■ Work request: Report, in full, each line of the material below in which the string "door" occurs.

■ Entries provided:
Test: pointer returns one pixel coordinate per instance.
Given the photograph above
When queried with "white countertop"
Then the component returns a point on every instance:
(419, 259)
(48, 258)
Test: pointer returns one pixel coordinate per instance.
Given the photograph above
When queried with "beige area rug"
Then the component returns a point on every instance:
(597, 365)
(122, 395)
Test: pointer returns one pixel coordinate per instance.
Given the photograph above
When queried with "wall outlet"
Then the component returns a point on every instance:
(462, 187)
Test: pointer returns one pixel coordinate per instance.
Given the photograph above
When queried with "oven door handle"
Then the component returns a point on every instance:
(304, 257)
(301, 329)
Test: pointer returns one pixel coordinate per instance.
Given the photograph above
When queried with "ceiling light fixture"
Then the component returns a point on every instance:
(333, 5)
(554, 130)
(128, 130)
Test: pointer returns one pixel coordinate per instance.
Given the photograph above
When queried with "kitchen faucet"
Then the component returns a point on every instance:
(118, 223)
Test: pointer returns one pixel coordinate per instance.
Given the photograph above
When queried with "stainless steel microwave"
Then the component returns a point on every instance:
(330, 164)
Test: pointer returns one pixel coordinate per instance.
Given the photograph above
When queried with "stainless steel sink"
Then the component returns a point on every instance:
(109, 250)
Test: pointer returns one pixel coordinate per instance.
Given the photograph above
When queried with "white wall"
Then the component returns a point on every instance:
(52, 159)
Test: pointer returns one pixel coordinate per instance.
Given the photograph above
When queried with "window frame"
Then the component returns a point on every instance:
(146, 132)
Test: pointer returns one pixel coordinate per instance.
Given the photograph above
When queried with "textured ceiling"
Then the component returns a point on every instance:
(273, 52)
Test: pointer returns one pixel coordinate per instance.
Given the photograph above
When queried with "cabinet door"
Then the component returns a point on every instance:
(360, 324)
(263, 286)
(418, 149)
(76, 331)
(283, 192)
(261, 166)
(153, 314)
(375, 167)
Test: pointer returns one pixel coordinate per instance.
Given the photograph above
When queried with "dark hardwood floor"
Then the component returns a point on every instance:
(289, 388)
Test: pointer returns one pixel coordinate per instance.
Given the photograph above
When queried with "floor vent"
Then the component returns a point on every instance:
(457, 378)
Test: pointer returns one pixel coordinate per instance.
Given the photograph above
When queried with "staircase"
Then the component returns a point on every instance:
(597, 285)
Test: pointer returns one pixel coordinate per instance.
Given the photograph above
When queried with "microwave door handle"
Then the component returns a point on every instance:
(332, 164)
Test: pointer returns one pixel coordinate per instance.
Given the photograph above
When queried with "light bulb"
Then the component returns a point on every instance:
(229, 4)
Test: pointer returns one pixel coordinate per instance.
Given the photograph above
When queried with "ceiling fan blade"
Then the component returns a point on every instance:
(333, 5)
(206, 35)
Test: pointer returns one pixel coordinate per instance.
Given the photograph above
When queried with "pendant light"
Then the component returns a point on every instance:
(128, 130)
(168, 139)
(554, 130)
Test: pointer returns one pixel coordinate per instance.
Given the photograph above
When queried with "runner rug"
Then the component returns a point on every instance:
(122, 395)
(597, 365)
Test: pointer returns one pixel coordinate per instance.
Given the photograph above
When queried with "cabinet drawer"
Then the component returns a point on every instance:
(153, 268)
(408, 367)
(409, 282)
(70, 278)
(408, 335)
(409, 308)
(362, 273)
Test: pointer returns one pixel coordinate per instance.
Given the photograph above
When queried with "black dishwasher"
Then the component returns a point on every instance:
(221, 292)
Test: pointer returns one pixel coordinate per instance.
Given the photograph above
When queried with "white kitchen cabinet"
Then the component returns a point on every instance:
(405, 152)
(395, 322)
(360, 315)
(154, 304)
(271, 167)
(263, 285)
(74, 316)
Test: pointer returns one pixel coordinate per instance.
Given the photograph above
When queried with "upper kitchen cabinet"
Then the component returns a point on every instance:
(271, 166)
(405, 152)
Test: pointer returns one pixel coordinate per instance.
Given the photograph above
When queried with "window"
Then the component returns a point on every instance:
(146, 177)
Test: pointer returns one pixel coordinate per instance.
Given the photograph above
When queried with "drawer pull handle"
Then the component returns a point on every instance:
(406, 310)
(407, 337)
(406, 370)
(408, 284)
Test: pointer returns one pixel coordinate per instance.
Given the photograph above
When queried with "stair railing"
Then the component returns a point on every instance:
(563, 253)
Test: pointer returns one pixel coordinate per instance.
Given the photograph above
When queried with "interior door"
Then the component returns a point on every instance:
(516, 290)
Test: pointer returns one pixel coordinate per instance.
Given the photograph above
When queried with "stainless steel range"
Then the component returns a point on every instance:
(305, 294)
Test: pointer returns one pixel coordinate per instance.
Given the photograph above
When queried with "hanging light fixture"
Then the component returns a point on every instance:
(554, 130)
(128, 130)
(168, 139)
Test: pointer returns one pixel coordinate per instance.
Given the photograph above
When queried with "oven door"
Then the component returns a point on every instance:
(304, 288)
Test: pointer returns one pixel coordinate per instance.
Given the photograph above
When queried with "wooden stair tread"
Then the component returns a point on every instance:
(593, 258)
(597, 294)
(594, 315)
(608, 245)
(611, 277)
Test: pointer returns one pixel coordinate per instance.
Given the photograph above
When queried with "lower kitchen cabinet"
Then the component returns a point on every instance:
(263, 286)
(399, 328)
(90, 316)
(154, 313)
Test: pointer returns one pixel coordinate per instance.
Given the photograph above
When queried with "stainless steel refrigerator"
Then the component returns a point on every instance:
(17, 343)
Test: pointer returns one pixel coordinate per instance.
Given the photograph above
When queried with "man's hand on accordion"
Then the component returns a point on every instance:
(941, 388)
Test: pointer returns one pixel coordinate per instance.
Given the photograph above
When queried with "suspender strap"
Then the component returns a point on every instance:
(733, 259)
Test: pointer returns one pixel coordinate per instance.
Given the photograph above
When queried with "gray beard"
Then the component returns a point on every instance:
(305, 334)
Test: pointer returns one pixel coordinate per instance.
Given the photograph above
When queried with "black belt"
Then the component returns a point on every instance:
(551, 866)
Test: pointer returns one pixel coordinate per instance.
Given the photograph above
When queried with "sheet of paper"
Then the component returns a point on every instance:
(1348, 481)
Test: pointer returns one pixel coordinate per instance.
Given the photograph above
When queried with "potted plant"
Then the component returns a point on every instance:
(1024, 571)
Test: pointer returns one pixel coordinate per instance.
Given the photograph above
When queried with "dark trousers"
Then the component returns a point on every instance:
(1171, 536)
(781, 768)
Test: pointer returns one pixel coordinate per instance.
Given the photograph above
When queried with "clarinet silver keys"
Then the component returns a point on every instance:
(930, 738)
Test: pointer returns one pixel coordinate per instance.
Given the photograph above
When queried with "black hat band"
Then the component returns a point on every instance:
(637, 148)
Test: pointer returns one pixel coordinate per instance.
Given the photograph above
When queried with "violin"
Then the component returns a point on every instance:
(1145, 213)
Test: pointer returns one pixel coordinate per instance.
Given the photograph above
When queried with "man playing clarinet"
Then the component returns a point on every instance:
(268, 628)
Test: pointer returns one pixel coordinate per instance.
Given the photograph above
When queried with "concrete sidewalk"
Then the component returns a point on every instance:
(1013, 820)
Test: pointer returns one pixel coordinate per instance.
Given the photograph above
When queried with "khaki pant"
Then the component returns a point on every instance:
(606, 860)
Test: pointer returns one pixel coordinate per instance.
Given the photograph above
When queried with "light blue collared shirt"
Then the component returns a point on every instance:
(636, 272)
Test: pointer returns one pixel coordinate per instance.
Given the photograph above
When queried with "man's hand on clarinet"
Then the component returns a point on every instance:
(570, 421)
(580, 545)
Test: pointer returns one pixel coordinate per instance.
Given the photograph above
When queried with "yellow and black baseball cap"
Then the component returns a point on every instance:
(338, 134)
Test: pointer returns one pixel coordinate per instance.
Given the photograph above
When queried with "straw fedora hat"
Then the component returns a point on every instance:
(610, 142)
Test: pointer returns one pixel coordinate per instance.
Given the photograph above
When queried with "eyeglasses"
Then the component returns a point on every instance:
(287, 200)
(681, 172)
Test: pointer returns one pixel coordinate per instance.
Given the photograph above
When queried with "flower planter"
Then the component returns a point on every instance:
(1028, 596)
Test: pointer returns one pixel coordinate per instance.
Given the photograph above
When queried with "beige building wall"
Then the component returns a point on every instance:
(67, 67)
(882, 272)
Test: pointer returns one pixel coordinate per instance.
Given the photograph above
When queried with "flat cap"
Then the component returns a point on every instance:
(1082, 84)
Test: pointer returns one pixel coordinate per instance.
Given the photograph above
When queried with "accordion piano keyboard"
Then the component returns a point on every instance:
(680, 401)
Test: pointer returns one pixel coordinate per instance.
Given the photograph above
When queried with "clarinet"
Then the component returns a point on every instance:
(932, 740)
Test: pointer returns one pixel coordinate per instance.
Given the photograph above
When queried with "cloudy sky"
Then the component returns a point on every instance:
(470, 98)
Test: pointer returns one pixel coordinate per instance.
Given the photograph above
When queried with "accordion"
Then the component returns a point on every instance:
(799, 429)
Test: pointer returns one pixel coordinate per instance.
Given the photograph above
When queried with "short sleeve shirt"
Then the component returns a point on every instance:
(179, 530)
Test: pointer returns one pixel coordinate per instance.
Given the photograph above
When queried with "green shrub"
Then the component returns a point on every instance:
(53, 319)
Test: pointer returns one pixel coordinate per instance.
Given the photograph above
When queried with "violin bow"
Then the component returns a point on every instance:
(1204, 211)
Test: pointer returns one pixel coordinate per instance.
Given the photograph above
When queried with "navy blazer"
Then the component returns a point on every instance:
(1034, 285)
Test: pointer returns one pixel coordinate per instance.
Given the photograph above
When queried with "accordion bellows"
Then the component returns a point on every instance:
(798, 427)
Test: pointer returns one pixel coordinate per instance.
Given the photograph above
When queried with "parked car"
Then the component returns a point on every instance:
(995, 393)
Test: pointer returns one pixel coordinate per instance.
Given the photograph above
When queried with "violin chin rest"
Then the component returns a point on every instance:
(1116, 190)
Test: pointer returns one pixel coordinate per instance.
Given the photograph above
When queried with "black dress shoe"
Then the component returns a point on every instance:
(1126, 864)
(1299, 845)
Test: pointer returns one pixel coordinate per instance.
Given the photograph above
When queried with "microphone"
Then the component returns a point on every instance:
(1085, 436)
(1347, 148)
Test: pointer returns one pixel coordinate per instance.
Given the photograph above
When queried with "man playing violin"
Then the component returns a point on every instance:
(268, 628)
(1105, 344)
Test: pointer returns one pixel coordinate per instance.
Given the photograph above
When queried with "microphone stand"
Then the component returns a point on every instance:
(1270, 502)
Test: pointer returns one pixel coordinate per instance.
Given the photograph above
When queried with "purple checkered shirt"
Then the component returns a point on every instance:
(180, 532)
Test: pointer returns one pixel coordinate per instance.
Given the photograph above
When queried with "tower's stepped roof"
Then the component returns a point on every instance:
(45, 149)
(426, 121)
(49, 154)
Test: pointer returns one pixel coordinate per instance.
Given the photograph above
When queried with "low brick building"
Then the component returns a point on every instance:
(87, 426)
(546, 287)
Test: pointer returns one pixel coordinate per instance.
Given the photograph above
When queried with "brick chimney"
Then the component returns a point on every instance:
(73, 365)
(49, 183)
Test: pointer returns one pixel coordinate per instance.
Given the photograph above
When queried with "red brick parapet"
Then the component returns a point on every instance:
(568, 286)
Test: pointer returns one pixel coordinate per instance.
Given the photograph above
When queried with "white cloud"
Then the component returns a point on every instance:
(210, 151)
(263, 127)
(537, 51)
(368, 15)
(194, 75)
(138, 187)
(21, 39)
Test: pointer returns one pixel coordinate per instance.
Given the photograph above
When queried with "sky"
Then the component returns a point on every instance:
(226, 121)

■ Answer to the exercise:
When queried with "oven door handle"
When queried with "cabinet door"
When queried with "microwave door handle"
When queried with "interior door"
When queried with "oven door"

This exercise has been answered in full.